— start of TEXT PROVIDED —

[ewg] OpenSM 1.5.4 Boot Problem

Wed Dec 14 18:23:09 PST 2011

Hector,

On 12/14/2011 1:41 PM, Hector Abrach wrote:
> Hal,
> 
> Sorry for the multiple emails, but I was thinking how it may be a
> "freeze /stall" rather than a time out.  One reason is that it doesn't
> send an error message, is as if the log completely dies.

So nothing interesting in the log...

> However, in
> file osm_vendor_ibumad.c under function umad_receiver there is an
> infinite loop "for(;;)" which seems to die when I get to that previously
> discussed vl15_poller. I checked to see if it breaks out of the loop but
> it doesn't seem to. 

It never breaks out of that loop except when OpenSM is shutting down.
That's the basic receive loop.

-- Hal

> I'm not sure if this may be an additional hint.
> Thank you
> 
> Hector Abrach
> 
> 
> From: 	Hector Abrach <HAbrach at TMRIUSA.COM>
> To: 	Hal Rosenstock <hal at dev.mellanox.co.il>
> Cc: 	ewg at lists.openfabrics.org
> Date: 	12/14/2011 11:15 AM
> Subject: 	Re: [ewg] OpenSM 1.5.4 Boot Problem
> Sent by: 	ewg-bounces at lists.openfabrics.org
> 
> 
> ------------------------------------------------------------------------
> 
> 
> 
> Hal,
> 
> Thank you very much for the support, I am the same person from the gmail
> account so I will respond through here.

— end of TEXT PROVIDED —

> [WHAT TO DO]
[1] Echo the part of the OpenSM thread that opens with the words containing "On 12/14/2011 1:41" and closes with "doesn't seem to.".
[2] Answer these from the OpenSM thread:
(a) Which file contains the function umad_receiver?
(b) According to Hal, when does that receive loop break out?
(c) What address appears on the Cc line of the quoted email?
[3] Please pick up the OpenSM thread where it stops and keep writing it.
The material that comes next is separate from the OpenSM thread.

— start of AVAILABLE DATA —

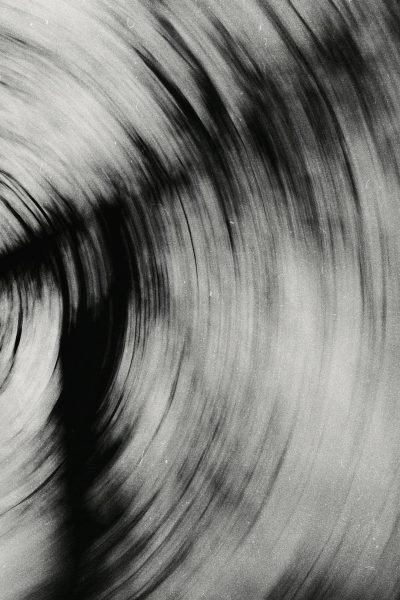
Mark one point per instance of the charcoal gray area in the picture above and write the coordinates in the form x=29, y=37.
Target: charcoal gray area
x=199, y=291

— end of AVAILABLE DATA —

> [ANSWERS]
[1]
On 12/14/2011 1:41 PM, Hector Abrach wrote:
> Hal,
> 
> Sorry for the multiple emails, but I was thinking how it may be a
> "freeze /stall" rather than a time out.  One reason is that it doesn't
> send an error message, is as if the log completely dies.

So nothing interesting in the log...

> However, in
> file osm_vendor_ibumad.c under function umad_receiver there is an
> infinite loop "for(;;)" which seems to die when I get to that previously
> discussed vl15_poller. I checked to see if it breaks out of the loop but
> it doesn't seem to.

[2]
(a) osm_vendor_ibumad.c
(b) Only when OpenSM is shutting down.
(c) ewg at lists.openfabrics.org

[3]
> 
> Attached is a picture of the switch serial number:
> 
> 
> 
> I am indeed using OFED 1.5.4-rc3. My experiment consists of a 7 server
> system which I reboot via a script over and over again. Technically
> speaking the switch is not being powered off or physically rebooted. My
> server system is what is being rebooted. I am running OpenSM on one of
> the 7 servers. This means I'm constantly shutting down and rebooting
> OpenSM. I am running OpenSM on QNX but we have not had this problem
> until we decided to upgrade to this switch.
> 
> The problem is that every 1 out of 15 of this remote reboots OpenSM
> stalls or times out because stats->qp0_mads_outstanding did not reach
> zero. Please excuse my ignorance as I'm relatively new at this but how
> do I verify if it is a timeout problem vs a stall?
> 
> You also mentioned that you'd like to see the Verbose output of openSM;
> however, when I run in Verbose mode I don't see the problem. It appears
> as if the verbose output stalls enough time to give the switch time to
> do what ever it needs to do and hence not have the problem occur. But
> this is the last I see when the problem occurs:
> 
> 
> 
> -------------------------------------------------
> OpenSM 3.3.12
> Command Line Arguments:
> Log file max size is 5 MBytes
> Log File: /tmp/opensm.log
> -------------------------------------------------
> OpenSM 3.3.12
> 
> Entering DISCOVERING state
> 
> Using default GUID 0x2c9020023277d
> 
> 
> 
> The problem occurs in function osm_vl15intf.c -> vl15_poller in the else
> statement.
> 
> if (p_madw != (osm_madw_t *) cl_qlist_end(p_fifo)) {
>        OSM_LOG(p_vl->p_log, OSM_LOG_DEBUG,
>        "Servicing p_madw = %p\n", p_madw);
>        if (osm_log_is_active(p_vl->p_log, OSM_LOG_FRAMES))
>        osm_dump_dr_smp(p_vl->p_log,
>        osm_madw_get_smp_ptr(p_madw),
>        OSM_LOG_FRAMES);
> 
>        vl15_send_mad(p_vl, p_madw);
> } else
>        /*
>           The VL15 FIFO is empty, so we have nothing left to do.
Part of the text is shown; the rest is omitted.